+++ SUPPLIED ENTRIES +++
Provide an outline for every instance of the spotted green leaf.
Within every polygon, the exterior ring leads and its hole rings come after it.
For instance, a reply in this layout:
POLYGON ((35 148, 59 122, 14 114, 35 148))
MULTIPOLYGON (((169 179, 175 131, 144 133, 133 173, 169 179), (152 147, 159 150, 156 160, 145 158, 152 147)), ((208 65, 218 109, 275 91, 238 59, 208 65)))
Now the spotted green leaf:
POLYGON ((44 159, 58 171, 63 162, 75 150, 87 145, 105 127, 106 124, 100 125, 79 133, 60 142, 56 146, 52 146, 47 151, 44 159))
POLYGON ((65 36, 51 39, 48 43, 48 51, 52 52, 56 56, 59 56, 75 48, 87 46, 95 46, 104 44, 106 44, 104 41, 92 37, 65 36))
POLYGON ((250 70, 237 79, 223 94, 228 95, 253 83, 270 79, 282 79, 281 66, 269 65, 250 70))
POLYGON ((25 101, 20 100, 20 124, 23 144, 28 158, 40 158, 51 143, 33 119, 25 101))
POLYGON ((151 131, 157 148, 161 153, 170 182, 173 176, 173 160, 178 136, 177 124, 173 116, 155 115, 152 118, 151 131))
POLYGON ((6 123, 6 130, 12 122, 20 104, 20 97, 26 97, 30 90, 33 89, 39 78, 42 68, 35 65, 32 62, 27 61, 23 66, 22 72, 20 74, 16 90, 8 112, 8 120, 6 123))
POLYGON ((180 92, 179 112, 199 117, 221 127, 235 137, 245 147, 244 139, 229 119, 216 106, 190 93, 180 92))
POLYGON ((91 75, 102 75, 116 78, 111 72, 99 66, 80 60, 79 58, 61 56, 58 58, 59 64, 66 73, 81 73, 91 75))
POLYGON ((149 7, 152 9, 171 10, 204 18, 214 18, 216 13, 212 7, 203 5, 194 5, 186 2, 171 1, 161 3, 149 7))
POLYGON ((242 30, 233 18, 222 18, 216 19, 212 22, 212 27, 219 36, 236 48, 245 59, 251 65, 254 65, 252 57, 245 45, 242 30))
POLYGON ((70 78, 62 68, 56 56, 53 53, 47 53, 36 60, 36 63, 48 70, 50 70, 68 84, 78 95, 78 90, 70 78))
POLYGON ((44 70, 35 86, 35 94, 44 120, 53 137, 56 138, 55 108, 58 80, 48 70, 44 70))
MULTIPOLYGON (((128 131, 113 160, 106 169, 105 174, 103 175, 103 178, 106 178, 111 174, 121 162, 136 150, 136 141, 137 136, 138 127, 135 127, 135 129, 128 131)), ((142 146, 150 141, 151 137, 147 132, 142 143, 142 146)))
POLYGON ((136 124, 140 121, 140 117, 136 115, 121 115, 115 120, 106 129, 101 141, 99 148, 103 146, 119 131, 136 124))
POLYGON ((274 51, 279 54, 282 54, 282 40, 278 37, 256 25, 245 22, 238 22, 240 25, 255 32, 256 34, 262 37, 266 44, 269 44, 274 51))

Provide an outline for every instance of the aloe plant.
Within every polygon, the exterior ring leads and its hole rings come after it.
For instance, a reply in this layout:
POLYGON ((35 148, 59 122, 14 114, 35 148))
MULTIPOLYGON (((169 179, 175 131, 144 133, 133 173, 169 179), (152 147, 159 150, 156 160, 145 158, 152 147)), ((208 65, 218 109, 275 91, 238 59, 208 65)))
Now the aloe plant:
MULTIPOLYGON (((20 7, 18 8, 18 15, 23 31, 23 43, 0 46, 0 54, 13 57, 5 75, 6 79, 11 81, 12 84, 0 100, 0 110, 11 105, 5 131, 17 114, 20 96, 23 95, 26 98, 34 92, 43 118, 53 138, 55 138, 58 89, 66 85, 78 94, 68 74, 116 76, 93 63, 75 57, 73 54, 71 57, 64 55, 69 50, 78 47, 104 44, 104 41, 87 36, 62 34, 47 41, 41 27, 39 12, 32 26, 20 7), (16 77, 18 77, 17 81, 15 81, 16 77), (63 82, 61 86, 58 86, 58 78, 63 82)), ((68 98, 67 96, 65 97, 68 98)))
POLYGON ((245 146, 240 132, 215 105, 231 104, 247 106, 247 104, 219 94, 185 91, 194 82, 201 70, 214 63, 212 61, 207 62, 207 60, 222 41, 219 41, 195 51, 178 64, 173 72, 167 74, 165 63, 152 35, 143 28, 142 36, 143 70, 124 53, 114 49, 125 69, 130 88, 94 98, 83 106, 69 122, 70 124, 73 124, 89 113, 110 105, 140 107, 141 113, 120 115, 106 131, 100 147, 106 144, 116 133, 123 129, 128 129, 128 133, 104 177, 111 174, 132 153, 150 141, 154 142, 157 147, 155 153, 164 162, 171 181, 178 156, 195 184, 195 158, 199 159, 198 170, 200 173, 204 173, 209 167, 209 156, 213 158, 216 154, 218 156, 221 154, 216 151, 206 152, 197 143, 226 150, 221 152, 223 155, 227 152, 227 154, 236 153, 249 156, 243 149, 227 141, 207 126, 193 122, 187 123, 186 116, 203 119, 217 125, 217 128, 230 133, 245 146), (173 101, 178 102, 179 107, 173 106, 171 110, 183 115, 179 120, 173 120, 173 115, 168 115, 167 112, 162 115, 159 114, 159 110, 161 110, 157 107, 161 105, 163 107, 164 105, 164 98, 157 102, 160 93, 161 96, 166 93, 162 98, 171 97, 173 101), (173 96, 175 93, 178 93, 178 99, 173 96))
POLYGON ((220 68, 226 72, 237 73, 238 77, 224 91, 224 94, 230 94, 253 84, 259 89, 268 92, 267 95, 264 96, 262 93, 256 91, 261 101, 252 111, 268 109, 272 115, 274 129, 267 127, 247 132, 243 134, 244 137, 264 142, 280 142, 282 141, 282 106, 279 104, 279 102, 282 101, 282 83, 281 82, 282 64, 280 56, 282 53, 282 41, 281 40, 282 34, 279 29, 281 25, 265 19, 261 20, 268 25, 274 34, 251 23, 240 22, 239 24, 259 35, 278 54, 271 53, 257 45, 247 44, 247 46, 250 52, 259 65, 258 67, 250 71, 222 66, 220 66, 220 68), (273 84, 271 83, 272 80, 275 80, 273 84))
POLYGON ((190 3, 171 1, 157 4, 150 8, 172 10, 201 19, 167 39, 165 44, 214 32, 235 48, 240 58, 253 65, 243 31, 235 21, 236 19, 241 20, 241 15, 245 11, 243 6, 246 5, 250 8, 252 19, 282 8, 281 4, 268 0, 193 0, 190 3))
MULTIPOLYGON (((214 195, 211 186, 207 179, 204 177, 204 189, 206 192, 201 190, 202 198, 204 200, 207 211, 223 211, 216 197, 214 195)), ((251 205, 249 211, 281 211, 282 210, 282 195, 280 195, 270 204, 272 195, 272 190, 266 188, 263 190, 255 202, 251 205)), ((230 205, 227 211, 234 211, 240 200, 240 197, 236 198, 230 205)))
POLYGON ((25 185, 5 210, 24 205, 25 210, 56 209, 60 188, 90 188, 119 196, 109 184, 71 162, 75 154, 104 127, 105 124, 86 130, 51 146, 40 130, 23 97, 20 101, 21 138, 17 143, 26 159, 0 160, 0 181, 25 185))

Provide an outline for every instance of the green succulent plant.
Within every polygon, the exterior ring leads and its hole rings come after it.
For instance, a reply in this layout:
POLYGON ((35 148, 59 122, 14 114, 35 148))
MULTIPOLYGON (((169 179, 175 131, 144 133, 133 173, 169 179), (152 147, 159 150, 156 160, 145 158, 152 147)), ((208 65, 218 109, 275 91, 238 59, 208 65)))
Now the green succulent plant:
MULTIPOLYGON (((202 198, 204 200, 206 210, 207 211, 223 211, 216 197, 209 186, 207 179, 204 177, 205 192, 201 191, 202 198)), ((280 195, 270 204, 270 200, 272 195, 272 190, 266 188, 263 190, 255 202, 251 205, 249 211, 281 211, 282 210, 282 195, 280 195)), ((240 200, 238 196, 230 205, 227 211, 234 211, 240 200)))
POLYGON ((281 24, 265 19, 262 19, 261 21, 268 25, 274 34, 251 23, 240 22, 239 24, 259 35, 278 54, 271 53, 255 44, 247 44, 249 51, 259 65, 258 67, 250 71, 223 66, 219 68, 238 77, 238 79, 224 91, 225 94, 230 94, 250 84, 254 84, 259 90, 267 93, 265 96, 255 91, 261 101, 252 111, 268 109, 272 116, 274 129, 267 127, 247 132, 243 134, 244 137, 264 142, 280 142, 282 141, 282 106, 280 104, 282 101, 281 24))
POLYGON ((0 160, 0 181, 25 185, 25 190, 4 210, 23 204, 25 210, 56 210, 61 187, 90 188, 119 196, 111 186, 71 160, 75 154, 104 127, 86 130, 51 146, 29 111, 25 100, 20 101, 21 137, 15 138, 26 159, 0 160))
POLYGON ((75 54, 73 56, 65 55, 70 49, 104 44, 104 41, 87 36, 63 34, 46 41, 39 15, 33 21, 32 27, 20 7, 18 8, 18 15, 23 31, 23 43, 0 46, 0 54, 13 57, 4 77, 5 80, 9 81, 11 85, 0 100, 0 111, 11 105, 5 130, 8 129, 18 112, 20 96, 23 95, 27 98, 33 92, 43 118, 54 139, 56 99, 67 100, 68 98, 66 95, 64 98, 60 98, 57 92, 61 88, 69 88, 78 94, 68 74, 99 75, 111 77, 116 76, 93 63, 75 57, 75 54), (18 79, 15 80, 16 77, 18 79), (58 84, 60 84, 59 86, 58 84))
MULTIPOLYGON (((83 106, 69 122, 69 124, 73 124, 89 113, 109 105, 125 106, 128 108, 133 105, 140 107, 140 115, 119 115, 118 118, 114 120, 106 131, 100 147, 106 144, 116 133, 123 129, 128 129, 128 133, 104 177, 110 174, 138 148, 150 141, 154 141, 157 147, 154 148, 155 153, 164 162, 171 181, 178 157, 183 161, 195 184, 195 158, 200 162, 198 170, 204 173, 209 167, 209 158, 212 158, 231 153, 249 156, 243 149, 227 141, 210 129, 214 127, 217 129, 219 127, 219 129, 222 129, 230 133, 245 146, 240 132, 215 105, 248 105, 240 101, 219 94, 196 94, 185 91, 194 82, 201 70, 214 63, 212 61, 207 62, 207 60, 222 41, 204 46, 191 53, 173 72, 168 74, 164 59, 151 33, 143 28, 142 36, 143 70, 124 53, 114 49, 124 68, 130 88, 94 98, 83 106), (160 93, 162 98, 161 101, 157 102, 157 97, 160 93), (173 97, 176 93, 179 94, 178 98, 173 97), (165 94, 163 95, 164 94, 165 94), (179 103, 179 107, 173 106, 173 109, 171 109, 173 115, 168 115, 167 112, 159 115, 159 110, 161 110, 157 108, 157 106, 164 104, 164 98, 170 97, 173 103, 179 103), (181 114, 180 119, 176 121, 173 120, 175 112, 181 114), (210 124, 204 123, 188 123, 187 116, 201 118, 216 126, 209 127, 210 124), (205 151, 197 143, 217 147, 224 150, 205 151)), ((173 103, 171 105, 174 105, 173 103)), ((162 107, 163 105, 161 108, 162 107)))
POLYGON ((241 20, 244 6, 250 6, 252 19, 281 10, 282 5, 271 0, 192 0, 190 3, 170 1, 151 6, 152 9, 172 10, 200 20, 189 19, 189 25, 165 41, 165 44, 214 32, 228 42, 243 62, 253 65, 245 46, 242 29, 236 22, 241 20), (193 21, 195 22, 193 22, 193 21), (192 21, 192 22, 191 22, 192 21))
+++
Render everything from the line containing "Provide an outline for every instance of the green" down to the line containing "Now the green" as a JSON list of strings, with each line as one string and blank lines omitted.

▸ FULL RESPONSE:
[
  "Provide an outline for every instance of the green succulent plant.",
  "Within every polygon, the exterior ring leads and its hole rings come after it.",
  "For instance, a reply in this layout:",
  "POLYGON ((35 148, 59 122, 14 114, 35 148))",
  "MULTIPOLYGON (((169 179, 175 131, 144 133, 133 173, 169 179), (152 147, 159 150, 156 160, 145 158, 152 147)), ((208 65, 218 109, 275 91, 238 59, 208 65)))",
  "Now the green succulent plant:"
]